- _Excerpt from a dataset_
%%

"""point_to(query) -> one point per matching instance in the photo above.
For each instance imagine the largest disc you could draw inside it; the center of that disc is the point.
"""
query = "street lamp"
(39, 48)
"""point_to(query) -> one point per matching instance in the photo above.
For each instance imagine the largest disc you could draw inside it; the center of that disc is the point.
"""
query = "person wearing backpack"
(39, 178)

%%
%%

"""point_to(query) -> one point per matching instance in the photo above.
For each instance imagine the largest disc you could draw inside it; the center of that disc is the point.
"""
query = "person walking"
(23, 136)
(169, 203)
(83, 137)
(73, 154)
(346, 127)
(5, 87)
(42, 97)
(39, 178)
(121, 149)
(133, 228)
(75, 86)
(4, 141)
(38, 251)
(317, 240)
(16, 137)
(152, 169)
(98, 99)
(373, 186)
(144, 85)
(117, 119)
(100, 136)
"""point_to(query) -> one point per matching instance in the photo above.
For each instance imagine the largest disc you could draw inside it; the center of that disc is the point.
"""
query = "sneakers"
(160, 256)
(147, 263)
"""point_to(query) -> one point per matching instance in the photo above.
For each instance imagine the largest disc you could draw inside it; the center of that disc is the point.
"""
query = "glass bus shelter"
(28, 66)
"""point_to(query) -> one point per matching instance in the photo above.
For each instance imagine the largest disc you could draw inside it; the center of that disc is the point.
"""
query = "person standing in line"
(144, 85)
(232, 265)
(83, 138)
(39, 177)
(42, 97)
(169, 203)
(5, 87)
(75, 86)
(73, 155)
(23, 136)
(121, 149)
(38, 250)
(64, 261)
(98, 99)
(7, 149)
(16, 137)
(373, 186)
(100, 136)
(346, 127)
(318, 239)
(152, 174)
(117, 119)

%%

- _Your task_
Count the lines of the material that contain the string "person". Reply with the number alone.

- _Right answer_
3